Contour annotation records
================================
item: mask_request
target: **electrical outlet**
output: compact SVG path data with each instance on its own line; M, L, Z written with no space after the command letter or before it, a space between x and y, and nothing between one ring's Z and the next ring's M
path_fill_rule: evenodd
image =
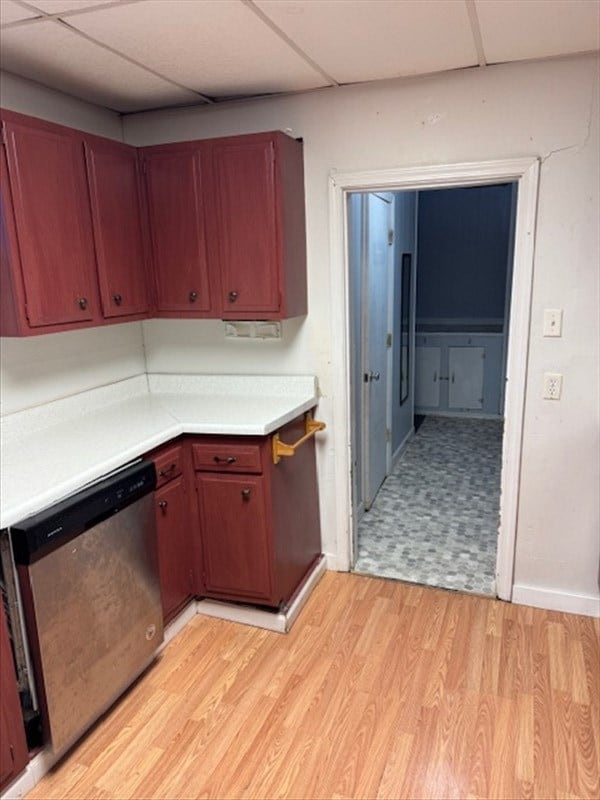
M560 400L562 392L562 375L560 372L546 372L544 374L544 400Z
================================
Output the lines above without any changes, leaving out the pictures.

- [THE REPLY]:
item: mask_request
target: **electrical outlet**
output: compact SVG path data with each instance on its own line; M, L, Z written with no space after the command letter or before it, a space between x and y, and nothing between one ring's Z and the next ring's M
path_fill_rule: evenodd
image =
M560 400L562 392L562 375L560 372L546 372L544 374L544 400Z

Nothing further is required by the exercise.